* **ENTRIES PROVIDED**
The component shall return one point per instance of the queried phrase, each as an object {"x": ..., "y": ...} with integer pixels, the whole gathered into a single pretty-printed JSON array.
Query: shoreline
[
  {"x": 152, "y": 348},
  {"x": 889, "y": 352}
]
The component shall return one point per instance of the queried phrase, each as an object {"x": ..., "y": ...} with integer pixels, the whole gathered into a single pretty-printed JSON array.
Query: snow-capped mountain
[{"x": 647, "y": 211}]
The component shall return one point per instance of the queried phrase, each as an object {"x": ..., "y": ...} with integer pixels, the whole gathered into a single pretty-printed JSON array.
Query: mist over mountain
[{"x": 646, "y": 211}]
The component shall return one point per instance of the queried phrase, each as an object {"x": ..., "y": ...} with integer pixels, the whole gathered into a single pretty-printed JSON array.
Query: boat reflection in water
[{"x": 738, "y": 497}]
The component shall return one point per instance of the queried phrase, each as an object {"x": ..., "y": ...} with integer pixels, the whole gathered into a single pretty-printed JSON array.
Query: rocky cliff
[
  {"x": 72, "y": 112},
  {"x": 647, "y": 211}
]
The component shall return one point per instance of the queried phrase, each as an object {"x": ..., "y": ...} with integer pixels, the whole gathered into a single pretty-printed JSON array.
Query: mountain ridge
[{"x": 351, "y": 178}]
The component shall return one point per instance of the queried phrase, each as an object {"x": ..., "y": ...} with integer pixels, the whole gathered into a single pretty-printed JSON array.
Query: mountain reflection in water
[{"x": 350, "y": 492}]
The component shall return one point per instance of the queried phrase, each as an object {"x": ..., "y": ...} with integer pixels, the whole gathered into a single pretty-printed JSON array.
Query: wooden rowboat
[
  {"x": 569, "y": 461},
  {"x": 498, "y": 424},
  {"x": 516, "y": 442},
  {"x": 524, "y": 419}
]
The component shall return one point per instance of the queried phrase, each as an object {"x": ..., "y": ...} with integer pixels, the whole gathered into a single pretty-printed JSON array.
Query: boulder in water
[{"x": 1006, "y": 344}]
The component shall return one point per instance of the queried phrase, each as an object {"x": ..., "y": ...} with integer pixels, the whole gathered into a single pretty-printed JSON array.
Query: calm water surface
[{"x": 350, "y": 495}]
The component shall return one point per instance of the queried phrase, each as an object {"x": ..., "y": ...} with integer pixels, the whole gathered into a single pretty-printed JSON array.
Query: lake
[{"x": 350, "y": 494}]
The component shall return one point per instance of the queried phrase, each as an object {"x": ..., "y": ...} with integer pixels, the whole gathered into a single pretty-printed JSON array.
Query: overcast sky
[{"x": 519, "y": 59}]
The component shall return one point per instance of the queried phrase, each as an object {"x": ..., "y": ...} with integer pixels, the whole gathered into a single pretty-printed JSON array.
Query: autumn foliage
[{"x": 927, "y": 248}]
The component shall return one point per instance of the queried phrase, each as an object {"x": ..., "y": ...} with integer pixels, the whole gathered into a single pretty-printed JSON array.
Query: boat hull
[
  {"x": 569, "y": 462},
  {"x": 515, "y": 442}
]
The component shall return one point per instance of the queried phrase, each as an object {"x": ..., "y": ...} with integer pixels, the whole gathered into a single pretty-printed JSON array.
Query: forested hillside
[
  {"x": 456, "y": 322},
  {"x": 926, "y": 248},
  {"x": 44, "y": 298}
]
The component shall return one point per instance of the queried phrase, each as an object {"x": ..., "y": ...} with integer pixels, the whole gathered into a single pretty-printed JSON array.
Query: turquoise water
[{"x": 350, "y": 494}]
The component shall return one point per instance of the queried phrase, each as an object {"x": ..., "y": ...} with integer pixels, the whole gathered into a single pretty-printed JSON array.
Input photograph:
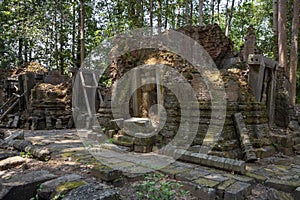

* **DIRECTIONS**
Return the whole of the material above exactly, with no picture carried over.

* **RESPONSE BOX**
The component shall return one point per instance of the queried phrase, each as an object {"x": ..., "y": ...} with integer pixels, the whole gathered into a single pretty-printed JSON array.
Query: shoreline
[
  {"x": 152, "y": 348},
  {"x": 889, "y": 352}
]
The component shall return one point per instance of the queried phrase, each as an object {"x": ..., "y": ...} with integer pixels, the whole gathered into a single pretty-printed JSON array.
Query: snow-capped mountain
[{"x": 647, "y": 211}]
The component shall return one point per instance of the queried phrase, each as an object {"x": ..., "y": ...} with integer pixels, the whole gathered into a single pretty-printed JSON array.
Query: mist over mountain
[{"x": 646, "y": 211}]
The component shall return one point per instance of the queried phrase, each as an object {"x": ..., "y": ...} with integer pixels, the whole gathered into a single pretty-printed JSON array.
Query: boat reflection in water
[{"x": 738, "y": 497}]
The component shall return one point per instance of the queried phrase, each as an object {"x": ..., "y": ...} with integer pixels, the whole gathered into a single pretty-printed JSON array.
Query: rocky cliff
[
  {"x": 72, "y": 112},
  {"x": 647, "y": 211}
]
The component shall return one point per instance of the queried phrase, each as an object {"x": ..., "y": ...} with integer pixels, the whole gathered into a single pretty-printed JSON array.
Query: mountain ridge
[{"x": 351, "y": 178}]
The component shall return one point per instance of the queried phrase, each as an object {"x": ..., "y": ...} with integer pixels, the whole gathered into a single pretty-printed JSON array.
Query: mountain reflection in water
[{"x": 350, "y": 492}]
The component shall return one point per instance of the queried phrase, each as an object {"x": ..., "y": ...} with integer pixels, the whole gathered into a single pretty-printed JSON array.
Query: wooden rowboat
[
  {"x": 569, "y": 461},
  {"x": 498, "y": 424},
  {"x": 516, "y": 442},
  {"x": 524, "y": 419}
]
The component shall return one point per instance of the queried phrase, each as an object {"x": ..., "y": ...} with integer pixels, the whole gathered into a single pretty-printed JSON array.
Query: boulder in water
[{"x": 1006, "y": 344}]
The component shall return one point per instance of the queried phrase, each as an object {"x": ..., "y": ...} with integer pixels, the whole gathered into a single pretty-printed JSON array.
Query: calm water surface
[{"x": 350, "y": 495}]
The component shall return one point per instance of the queried phrase, each as an object {"x": ..., "y": ...} with integer pixels, the whole gathered into a single pretty-printed JSON array.
Query: lake
[{"x": 350, "y": 494}]
The component shall return one point per instance of the queried phrase, each as an object {"x": ..., "y": ...} with integer pixels, the whole gathered into a single pretty-printed JSON array.
Query: overcast sky
[{"x": 519, "y": 59}]
The component shall return one point per instance of the queried phrase, each as an object {"x": ..., "y": ...} with integer pixels, the whole gathered into a single pretty-printed JSON array.
Query: autumn foliage
[{"x": 927, "y": 248}]
The component shall return one point per instance of the queried phrase, each as an object {"x": ..., "y": ...} with integer pixels, the whole gathered into a single pretty-printed JSON array.
Query: boat hull
[
  {"x": 569, "y": 462},
  {"x": 515, "y": 442}
]
The component shall return one point per instance of the queried phrase, each as an object {"x": ..., "y": ...} with integer pixels, the whole gathered into a single pretty-printed JSON array.
Query: forested hillside
[
  {"x": 456, "y": 322},
  {"x": 926, "y": 248},
  {"x": 44, "y": 298}
]
The component shall return one point per instance of the queried phrase, each as an object {"x": ..., "y": ...} with integer pixels, the whole gathered into a single pretty-printed JSON array.
Query: turquoise water
[{"x": 350, "y": 494}]
The component shall return one point per instance of the queried phrase, each as an object {"x": ..., "y": ...} with integer pixels, the whole gathered into a single pretty-printed JSON array.
Input photograph:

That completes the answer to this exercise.